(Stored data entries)
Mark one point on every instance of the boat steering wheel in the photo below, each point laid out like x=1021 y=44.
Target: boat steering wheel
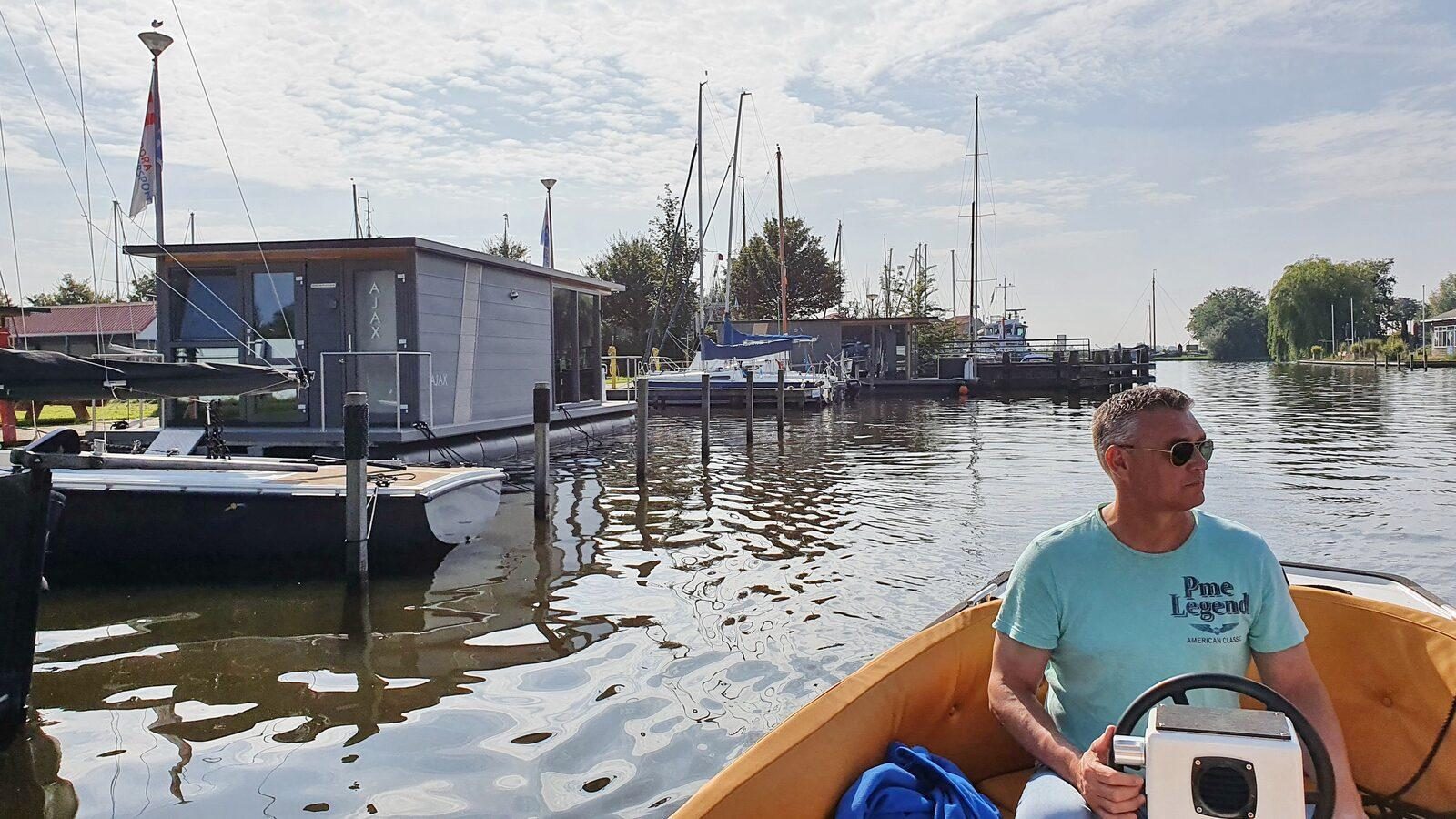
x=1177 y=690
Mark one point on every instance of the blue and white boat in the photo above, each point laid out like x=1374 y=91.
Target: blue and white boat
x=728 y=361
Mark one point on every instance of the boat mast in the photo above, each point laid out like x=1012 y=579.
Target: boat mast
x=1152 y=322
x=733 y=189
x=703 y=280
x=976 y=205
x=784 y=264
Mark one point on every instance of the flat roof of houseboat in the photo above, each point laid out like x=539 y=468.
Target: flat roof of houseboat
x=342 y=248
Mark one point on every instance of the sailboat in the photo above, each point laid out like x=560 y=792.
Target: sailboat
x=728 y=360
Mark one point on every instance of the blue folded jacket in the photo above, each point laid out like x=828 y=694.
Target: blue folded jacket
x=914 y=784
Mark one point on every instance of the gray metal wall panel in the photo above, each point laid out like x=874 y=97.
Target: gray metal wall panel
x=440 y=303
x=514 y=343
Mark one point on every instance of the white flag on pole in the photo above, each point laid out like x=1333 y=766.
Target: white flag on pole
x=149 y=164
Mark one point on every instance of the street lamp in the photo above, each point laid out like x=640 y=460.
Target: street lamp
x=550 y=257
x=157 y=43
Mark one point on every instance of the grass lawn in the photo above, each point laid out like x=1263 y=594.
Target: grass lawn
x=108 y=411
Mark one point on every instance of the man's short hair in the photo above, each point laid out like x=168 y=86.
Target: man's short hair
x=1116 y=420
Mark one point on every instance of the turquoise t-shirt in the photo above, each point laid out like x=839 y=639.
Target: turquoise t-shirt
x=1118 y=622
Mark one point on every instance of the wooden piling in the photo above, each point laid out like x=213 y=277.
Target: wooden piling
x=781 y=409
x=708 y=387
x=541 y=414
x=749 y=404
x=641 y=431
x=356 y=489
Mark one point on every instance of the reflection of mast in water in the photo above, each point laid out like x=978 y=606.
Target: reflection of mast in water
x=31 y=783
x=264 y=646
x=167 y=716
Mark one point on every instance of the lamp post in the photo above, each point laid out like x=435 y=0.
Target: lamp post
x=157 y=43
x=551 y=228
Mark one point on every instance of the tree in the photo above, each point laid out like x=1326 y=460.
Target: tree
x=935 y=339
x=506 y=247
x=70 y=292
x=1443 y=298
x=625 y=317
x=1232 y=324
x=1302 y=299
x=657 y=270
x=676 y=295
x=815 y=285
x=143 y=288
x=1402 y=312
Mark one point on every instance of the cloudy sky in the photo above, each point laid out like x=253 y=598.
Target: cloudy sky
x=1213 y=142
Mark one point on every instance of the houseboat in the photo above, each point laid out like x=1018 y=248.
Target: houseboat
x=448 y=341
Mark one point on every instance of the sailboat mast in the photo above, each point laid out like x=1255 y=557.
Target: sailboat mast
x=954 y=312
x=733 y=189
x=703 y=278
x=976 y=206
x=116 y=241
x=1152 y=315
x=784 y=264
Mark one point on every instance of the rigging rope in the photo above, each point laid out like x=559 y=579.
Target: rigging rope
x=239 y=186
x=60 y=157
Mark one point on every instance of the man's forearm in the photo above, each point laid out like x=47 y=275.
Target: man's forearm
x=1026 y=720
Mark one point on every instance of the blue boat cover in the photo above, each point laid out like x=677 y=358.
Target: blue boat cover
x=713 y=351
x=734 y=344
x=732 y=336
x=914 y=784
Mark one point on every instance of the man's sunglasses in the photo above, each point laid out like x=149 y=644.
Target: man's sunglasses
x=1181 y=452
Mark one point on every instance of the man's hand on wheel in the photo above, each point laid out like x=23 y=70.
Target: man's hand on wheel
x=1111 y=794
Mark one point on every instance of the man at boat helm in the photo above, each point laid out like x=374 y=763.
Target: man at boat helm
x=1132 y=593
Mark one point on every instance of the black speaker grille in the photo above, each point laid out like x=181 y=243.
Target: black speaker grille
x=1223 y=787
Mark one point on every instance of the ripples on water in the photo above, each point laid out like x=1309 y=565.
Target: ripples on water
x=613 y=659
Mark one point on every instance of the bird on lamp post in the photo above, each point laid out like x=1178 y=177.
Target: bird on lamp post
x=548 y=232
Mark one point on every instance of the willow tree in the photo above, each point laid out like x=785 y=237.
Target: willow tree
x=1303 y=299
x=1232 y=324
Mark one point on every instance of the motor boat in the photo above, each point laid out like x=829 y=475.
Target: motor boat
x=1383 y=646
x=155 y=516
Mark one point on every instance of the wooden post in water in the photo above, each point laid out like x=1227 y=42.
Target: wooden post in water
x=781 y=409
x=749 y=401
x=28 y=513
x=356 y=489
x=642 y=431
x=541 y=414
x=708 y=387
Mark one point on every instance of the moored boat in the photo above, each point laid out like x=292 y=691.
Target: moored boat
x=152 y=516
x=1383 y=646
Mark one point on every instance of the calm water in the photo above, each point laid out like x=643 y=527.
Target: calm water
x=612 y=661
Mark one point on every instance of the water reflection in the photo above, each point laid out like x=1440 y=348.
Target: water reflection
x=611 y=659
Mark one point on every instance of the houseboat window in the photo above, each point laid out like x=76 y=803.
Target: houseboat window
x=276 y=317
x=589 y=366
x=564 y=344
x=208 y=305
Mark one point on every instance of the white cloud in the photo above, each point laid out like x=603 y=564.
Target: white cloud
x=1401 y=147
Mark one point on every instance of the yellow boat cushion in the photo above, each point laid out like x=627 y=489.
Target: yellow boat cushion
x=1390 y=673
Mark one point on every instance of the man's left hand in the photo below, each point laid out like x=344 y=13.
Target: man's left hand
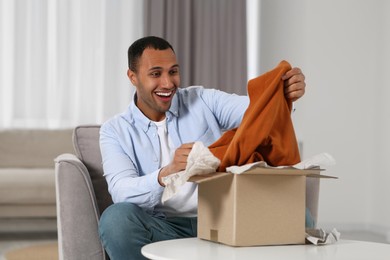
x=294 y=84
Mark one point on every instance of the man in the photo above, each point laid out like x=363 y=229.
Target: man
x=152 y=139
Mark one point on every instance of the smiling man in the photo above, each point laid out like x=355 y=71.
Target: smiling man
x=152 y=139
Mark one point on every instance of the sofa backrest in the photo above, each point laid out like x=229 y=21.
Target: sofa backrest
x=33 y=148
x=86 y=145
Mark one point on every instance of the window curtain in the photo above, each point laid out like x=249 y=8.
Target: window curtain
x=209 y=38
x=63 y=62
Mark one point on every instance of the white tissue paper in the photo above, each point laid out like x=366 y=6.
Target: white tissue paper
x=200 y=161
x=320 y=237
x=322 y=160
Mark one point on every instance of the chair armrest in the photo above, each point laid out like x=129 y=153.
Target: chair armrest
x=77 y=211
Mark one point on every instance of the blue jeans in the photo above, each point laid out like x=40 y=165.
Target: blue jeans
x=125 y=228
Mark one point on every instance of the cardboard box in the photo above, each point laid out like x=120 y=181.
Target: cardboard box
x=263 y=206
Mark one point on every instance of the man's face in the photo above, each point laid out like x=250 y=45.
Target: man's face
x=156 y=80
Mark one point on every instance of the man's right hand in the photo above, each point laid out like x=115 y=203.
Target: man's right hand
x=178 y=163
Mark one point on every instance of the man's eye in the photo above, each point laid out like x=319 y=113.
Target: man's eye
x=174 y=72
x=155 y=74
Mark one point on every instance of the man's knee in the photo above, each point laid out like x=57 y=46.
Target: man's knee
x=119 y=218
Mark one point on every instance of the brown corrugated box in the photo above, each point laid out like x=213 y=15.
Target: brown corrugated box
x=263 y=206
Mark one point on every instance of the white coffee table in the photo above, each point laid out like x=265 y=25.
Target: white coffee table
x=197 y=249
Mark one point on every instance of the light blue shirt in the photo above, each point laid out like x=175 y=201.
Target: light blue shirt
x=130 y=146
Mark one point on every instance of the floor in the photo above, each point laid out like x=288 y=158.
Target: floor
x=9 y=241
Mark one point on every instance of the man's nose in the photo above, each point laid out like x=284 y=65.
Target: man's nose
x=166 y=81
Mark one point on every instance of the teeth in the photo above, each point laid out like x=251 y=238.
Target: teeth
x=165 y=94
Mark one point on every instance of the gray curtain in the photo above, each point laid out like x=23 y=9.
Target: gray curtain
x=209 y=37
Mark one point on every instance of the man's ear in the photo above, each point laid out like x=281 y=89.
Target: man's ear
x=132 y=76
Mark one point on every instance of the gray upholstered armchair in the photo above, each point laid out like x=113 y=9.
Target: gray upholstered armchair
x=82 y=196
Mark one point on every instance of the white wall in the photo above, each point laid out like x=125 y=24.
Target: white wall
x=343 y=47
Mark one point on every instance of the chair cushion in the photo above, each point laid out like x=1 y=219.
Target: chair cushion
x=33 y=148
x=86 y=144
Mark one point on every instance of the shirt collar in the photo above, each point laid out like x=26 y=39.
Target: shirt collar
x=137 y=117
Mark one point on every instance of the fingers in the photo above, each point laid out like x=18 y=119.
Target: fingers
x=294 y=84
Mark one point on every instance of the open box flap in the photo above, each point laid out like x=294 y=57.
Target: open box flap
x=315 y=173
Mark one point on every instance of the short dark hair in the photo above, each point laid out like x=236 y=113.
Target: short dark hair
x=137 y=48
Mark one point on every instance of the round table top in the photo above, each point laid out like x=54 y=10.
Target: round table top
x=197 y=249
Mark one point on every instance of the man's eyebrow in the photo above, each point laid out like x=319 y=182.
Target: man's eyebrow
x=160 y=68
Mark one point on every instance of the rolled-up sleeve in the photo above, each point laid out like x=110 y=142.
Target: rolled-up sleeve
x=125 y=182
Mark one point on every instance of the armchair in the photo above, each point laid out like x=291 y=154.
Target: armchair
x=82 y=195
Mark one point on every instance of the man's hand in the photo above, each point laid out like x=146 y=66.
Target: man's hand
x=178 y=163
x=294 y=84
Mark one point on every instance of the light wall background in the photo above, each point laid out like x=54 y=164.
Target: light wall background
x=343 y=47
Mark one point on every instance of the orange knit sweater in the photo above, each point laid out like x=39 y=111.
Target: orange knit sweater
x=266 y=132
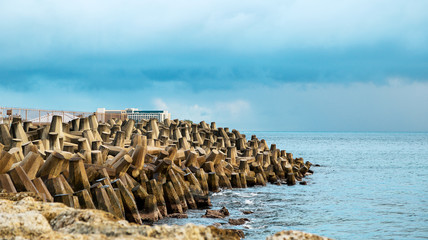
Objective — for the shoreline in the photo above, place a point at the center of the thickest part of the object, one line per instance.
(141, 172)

> **Your assignment**
From the entries above, extract each line containing "below".

> **Expected answer**
Mark one point on every instance of the boat steering wheel in the photo below, each point laid out like x=1021 y=44.
Mark one point on every instance of the man's left hand in the photo below, each point laid out like x=344 y=13.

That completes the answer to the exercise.